[Region pointing data]
BEGIN
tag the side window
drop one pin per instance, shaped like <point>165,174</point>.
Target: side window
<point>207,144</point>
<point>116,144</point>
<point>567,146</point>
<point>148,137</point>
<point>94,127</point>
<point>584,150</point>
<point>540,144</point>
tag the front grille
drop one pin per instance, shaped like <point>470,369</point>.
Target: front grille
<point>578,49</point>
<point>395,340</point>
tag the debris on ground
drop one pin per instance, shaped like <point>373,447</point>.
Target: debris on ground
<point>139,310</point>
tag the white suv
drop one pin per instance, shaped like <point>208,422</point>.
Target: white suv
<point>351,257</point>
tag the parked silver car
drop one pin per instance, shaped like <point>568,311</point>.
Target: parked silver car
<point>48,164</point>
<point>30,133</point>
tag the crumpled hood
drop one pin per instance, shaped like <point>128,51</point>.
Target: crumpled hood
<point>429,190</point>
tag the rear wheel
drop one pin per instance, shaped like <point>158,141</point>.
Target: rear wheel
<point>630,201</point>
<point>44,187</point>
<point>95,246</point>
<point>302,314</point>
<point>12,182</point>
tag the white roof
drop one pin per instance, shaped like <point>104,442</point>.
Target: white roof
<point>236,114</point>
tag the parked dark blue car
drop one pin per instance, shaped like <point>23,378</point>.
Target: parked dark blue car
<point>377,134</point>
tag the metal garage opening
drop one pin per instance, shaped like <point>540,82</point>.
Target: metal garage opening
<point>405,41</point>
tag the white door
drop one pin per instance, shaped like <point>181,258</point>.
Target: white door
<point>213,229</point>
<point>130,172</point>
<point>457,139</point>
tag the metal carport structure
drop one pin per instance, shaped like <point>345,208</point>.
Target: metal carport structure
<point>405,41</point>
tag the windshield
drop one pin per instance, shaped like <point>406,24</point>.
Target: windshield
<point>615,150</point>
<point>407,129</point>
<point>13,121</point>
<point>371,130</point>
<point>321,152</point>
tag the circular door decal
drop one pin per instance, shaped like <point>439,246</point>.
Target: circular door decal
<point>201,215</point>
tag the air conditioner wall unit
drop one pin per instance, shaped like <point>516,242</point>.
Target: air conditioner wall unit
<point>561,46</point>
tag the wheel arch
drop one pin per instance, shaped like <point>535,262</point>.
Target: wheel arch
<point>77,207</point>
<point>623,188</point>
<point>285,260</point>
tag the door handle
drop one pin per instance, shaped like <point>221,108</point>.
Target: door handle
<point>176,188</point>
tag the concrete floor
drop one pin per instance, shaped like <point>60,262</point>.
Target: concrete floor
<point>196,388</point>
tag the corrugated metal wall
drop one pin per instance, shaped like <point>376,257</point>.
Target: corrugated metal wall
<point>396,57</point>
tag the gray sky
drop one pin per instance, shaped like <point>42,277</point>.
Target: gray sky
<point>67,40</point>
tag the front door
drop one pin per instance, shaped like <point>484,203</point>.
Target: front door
END
* _ABOUT THIS EXERCISE_:
Exactly and without omission, set down every entry.

* _SOLUTION FOR THIS TASK_:
tag the side window
drop one pin per instance, shaped like <point>165,174</point>.
Target: side window
<point>207,144</point>
<point>116,144</point>
<point>567,146</point>
<point>148,137</point>
<point>94,127</point>
<point>584,150</point>
<point>540,144</point>
tag the front grille
drop one pin per instance, shaped like <point>470,369</point>.
Target: front grille
<point>578,49</point>
<point>395,340</point>
tag the debris on ground
drop one pin per instance, shaped like <point>373,447</point>.
Target: debris on ground
<point>139,310</point>
tag the white suv
drop one pin per instance, shaped like <point>208,422</point>.
Target: white suv
<point>351,257</point>
tag the parked silver car
drop one pin per instance, shaped like <point>568,311</point>.
Target: parked silver car
<point>48,164</point>
<point>30,133</point>
tag the crumpled hood
drop one pin per instance, shaped like <point>128,51</point>.
Target: crumpled hood
<point>429,190</point>
tag the rear wheel
drop one pin per instance, shaped like <point>158,141</point>.
Target: rear wheel
<point>630,201</point>
<point>44,187</point>
<point>95,246</point>
<point>302,314</point>
<point>12,182</point>
tag the white roof
drop one pin per instance, shaped like <point>104,442</point>.
Target: white roof
<point>236,114</point>
tag the parked dark blue car
drop one pin per instance, shaped like <point>23,378</point>.
Target: parked dark blue car
<point>377,134</point>
tag the metal garage opening
drop one pin per instance, shaped like <point>540,82</point>.
Target: metal garage opening
<point>405,41</point>
tag the white door
drop one pin per instance, shaped like <point>181,258</point>.
Target: white door
<point>213,229</point>
<point>130,172</point>
<point>457,139</point>
tag the metal carport structure
drop one pin per instance, shaped like <point>345,208</point>.
Target: metal carport structure
<point>405,41</point>
tag the windshield
drop one pin per instance, shaped like <point>406,24</point>.
Target: windshield
<point>615,150</point>
<point>407,129</point>
<point>13,121</point>
<point>371,130</point>
<point>321,152</point>
tag the circular door decal
drop one pin per instance, shaped like <point>439,246</point>.
Target: circular door decal
<point>201,215</point>
tag the air conditioner wall unit
drop one pin per instance, shaped like <point>516,242</point>.
Target: air conditioner wall unit
<point>561,46</point>
tag the wheel arch
drop one pin per instance, shaped like <point>535,262</point>.
Target: wheel arch
<point>77,207</point>
<point>623,188</point>
<point>285,260</point>
tag the door handle
drop one pin per instance, shaped like <point>221,108</point>.
Target: door handle
<point>176,188</point>
tag the concrete floor
drop one pin per instance, shaped like <point>60,262</point>.
Target: concrete floor
<point>196,388</point>
tag the corrugated metal wall
drop one pin per instance, shaped like <point>376,257</point>.
Target: corrugated metal wall
<point>396,57</point>
tag the gray sky
drop one pin per instance, shaped like <point>42,277</point>.
Target: gray sky
<point>67,40</point>
tag the front door
drop one pin per instance, shaped like <point>484,203</point>.
Target: front door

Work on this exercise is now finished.